▸ Trecho

-=-=-

Ainda segundo a CEPAL (2020), no Brasil, a taxa de pobreza entre mulheres afrodescendentes em domicílios monoparentais, atinge 35,5%, evidenciando o agravamento das desigualdades estruturais quando se cruzam gênero, raça e arranjos familiares. A desigualdade na divisão do trabalho não remunerado também é expressiva: mulheres afrodescendentes dedicam, em média, 12 horas semanais ao trabalho doméstico não pago, enquanto os homens afrodescendentes dedicam apenas 5 horas.
Essa sobrecarga compromete sua inserção no mercado formal de trabalho, aprofundando barreiras econômicas e sociais. Além disso, no que se refere ao rendimento mensal, as mulheres afrodescendentes recebem apenas 43% do que recebem os homens não afrodescendentes, revelando a persistência de desigualdades estruturais no mercado laboral brasileiro.
A condição estrutural das mulheres negras no Brasil é marcada por sua inserção majoritária em atividades historicamente desvalorizadas, como o trabalho doméstico, caracterizado por baixa remuneração e alta informalidade.
Já no final dos anos 1970, Lélia Gonzalez chamava atenção para a permanência da lógica colonial e escravocrata nas estruturas sociais brasileiras, evidenciada pela atualização de estereótipos como o da “mulata” e da “mãe preta”. Esses arquétipos, longe de serem inofensivos, funcionam como dispositivos simbólicos de subalternização, ao atribuírem às mulheres negras papéis historicamente desvalorizados e vinculados ao cuidado, à sexualização e à servidão.

-=-=-

▸ Material fornecido
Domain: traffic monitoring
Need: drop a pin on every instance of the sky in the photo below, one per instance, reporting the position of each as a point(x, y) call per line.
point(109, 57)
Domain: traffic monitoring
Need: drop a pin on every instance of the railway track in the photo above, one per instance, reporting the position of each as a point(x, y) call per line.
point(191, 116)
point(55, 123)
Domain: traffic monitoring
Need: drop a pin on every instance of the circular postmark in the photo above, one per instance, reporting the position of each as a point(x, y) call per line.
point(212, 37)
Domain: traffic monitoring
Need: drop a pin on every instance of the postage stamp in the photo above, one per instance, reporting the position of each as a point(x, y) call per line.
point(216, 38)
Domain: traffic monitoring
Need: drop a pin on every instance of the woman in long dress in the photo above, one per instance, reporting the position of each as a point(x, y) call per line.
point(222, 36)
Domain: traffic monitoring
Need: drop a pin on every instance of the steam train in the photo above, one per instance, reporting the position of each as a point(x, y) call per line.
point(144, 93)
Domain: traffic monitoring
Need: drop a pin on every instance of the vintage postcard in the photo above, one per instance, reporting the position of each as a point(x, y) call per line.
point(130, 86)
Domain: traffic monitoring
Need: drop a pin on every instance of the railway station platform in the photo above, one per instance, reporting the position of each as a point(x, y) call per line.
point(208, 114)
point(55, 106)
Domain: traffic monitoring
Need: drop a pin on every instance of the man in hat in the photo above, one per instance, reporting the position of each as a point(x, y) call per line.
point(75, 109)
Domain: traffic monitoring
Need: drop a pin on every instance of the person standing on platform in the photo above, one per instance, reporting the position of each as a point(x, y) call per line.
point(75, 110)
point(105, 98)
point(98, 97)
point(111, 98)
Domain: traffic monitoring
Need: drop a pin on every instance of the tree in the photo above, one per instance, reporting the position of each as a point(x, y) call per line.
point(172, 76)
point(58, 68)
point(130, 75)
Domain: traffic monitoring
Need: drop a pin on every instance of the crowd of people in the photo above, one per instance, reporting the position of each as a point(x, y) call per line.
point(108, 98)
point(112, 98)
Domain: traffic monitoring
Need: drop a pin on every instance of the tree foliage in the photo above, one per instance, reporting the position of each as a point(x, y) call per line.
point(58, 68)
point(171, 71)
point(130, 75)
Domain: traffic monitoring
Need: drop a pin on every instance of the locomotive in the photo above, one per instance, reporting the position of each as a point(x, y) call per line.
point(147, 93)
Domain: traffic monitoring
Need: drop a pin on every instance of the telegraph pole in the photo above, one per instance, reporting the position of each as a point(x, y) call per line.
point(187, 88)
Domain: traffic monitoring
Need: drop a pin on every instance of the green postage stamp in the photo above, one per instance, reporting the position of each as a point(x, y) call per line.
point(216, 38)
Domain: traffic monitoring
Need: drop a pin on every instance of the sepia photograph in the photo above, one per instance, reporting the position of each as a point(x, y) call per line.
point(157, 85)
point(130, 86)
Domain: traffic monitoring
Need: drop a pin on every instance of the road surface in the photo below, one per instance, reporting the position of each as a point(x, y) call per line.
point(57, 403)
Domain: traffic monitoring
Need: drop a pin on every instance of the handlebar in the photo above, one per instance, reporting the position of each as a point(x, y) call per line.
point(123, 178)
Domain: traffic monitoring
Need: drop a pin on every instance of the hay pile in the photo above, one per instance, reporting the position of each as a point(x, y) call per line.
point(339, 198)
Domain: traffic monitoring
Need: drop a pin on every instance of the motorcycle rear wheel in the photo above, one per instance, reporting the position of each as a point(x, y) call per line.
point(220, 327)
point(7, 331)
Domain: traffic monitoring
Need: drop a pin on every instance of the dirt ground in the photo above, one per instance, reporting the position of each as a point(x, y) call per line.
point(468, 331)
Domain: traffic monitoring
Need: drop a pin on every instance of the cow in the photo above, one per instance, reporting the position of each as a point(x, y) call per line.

-=-=-

▸ Exercícios propostos
**1.** Transcreva do trecho a parte que começa com as palavras "A condição estrutural" e termina com "e à servidão.".
**2.** Reescreva de forma mais concisa o parágrafo do trecho iniciado por "Ainda segundo a CEPAL (2020)", preservando seus dados principais.
As linhas formam um material à parte, independente do trecho.

▸ Gabarito
**1.**
A condição estrutural das mulheres negras no Brasil é marcada por sua inserção majoritária em atividades historicamente desvalorizadas, como o trabalho doméstico, caracterizado por baixa remuneração e alta informalidade.
Já no final dos anos 1970, Lélia Gonzalez chamava atenção para a permanência da lógica colonial e escravocrata nas estruturas sociais brasileiras, evidenciada pela atualização de estereótipos como o da “mulata” e da “mãe preta”. Esses arquétipos, longe de serem inofensivos, funcionam como dispositivos simbólicos de subalternização, ao atribuírem às mulheres negras papéis historicamente desvalorizados e vinculados ao cuidado, à sexualização e à servidão.

**2.** Segundo a CEPAL (2020), no Brasil, a taxa de pobreza das mulheres afrodescendentes em domicílios monoparentais chega a 35,5%, o que mostra o agravamento das desigualdades quando se cruzam gênero, raça e arranjos familiares. No trabalho doméstico não remunerado, elas dedicam em média 12 horas semanais, contra 5 horas dos homens afrodescendentes.